╭──

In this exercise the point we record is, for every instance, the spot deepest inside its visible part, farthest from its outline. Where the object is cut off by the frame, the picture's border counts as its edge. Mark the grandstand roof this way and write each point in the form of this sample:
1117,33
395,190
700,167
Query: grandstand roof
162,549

╰──

__WORK INSTRUCTIONS__
All of the data needs to be printed once more, exactly.

__SOLVED EXERCISE__
In this exercise the point we record is, for every instance, the spot deepest inside its visible part, farthest from its outline. Where the object is cut off by the frame, the picture's border counts as its edge. Mark the grandstand roof this way and write each point in the form of this sample:
1117,33
395,190
700,167
Query: grandstand roof
162,549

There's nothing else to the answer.